** PROBLEM STATEMENT **
In all the records, switch "blue canopy tent" to "blue pop-up tent" and leave everything else unchanged. Omit the pictures from your answer.

[Start DATA TO USE]

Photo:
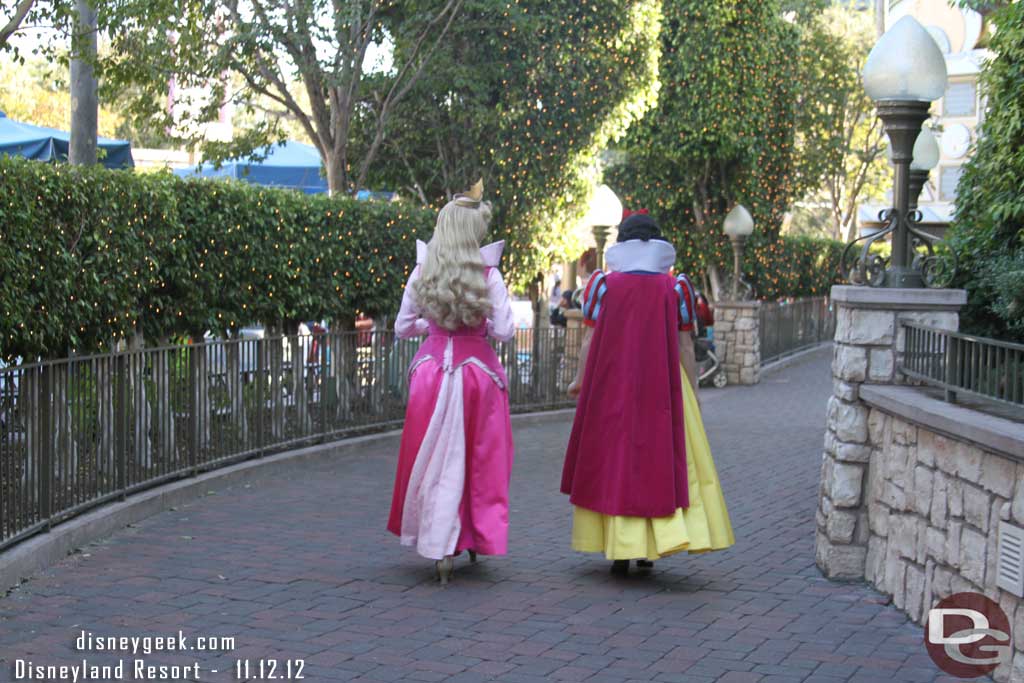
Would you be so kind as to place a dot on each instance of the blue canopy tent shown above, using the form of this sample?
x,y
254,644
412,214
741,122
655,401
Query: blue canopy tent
x,y
23,139
292,165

[End DATA TO USE]

** PROBLEM SOLUTION **
Photo:
Would you be so kind as to place a dot on each instance of the blue pop-up tent shown above, using the form of this sample?
x,y
254,644
412,214
741,122
655,401
Query: blue pop-up tent
x,y
23,139
292,165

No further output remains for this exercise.